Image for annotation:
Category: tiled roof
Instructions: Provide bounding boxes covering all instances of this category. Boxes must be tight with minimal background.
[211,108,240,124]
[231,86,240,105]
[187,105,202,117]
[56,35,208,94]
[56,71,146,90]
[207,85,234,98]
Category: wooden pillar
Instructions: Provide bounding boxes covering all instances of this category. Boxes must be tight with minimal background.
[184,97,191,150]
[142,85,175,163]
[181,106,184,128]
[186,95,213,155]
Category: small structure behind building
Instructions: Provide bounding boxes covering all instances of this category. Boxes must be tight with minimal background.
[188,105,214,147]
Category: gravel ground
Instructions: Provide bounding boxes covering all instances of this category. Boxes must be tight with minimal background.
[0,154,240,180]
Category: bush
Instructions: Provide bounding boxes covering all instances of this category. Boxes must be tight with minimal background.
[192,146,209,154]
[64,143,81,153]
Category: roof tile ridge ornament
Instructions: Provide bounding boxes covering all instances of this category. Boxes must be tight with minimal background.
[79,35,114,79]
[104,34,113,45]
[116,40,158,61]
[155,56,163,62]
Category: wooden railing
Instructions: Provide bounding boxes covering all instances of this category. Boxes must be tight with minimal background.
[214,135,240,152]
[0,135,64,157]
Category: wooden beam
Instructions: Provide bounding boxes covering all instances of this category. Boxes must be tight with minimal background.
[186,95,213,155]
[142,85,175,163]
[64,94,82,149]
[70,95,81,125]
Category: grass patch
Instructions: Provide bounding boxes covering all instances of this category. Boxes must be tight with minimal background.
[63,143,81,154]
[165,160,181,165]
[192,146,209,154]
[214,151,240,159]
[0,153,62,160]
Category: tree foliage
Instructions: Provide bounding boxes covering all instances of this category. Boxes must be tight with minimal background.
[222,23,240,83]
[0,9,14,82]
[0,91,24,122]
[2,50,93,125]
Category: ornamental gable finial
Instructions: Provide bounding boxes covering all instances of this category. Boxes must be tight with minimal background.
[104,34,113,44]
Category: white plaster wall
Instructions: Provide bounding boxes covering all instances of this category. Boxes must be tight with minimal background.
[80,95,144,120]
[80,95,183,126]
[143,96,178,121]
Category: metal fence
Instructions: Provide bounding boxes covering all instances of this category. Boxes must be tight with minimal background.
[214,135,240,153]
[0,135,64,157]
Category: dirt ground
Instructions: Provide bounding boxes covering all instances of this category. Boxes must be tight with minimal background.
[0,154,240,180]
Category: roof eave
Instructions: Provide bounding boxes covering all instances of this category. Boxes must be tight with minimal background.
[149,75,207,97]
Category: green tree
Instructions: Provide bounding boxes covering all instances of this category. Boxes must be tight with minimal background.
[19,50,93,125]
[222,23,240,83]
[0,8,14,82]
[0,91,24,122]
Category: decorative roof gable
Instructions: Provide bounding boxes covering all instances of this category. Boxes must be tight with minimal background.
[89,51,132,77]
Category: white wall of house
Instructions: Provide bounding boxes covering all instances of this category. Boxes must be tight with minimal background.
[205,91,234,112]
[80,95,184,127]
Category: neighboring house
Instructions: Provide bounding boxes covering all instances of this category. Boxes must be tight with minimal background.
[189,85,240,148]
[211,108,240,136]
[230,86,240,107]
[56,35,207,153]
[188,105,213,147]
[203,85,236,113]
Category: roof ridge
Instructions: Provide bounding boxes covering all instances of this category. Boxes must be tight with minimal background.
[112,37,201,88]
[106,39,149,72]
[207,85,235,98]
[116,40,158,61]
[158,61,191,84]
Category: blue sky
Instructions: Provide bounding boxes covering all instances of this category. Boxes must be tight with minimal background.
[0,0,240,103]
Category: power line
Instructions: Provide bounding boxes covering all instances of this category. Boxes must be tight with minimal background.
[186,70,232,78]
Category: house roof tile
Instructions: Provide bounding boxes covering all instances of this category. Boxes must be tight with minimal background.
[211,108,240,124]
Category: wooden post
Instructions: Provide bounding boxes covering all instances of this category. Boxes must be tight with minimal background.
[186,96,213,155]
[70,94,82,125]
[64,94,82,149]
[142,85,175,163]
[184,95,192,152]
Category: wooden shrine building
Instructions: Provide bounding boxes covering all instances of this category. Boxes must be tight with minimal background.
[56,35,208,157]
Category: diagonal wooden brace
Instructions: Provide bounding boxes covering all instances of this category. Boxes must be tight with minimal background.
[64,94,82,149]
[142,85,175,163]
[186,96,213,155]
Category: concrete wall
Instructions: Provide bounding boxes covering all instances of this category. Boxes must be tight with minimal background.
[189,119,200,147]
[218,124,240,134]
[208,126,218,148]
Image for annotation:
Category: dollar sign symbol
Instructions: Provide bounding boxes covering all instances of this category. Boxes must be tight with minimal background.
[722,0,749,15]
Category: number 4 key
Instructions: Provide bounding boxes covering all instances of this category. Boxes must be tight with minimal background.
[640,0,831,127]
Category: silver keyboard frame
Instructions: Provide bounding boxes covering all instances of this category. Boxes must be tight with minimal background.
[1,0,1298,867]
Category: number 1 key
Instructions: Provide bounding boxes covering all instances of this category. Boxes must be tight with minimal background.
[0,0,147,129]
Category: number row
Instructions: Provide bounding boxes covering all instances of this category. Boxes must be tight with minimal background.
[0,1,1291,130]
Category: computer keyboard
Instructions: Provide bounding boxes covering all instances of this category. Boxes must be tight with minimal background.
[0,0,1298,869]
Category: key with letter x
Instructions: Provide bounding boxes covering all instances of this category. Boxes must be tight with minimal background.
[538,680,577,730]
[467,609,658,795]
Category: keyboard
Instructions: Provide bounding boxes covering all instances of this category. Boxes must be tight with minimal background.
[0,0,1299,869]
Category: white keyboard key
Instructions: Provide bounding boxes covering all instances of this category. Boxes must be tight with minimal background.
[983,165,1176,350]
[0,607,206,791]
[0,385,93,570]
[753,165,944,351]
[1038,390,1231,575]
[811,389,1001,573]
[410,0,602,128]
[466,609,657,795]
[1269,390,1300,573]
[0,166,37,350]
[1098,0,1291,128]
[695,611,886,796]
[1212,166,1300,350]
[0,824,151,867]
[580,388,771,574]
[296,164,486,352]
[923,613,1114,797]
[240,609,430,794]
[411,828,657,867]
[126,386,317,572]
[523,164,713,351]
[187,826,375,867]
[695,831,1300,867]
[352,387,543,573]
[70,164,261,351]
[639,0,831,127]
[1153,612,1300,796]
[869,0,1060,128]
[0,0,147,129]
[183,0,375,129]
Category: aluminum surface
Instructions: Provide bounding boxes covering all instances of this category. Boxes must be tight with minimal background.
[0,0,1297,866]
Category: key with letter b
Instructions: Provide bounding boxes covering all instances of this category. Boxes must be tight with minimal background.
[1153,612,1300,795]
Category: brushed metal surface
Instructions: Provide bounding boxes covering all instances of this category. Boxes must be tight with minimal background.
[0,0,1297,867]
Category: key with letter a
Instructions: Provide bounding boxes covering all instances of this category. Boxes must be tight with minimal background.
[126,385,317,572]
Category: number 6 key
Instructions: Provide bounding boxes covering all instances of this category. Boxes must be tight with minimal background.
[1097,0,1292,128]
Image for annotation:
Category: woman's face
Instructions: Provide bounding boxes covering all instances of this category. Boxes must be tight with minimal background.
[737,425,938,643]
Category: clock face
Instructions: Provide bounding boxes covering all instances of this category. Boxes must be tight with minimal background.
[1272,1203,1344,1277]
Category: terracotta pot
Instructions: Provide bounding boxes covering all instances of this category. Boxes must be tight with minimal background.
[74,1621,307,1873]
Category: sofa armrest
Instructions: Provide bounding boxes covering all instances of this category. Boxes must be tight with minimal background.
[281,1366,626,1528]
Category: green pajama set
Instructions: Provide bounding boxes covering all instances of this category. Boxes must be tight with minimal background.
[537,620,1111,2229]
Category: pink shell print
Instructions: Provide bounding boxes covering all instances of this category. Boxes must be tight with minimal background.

◆ **TASK GOAL**
Retype only the stretch of lines above starting at the one with "Category: power line" and stopping at the one with "Category: wooden post", exactly as written, with both kept.

◆ **RESULT OF THE EXERCISE**
Category: power line
Instructions: Provide bounding boxes covering all instances of this category. Boxes must be tight with minimal background.
[186,70,232,78]
Category: house roof tile
Instructions: Provide bounding boxes covering all instances of this category. Boxes must be tight with minimal background.
[211,108,240,124]
Category: wooden post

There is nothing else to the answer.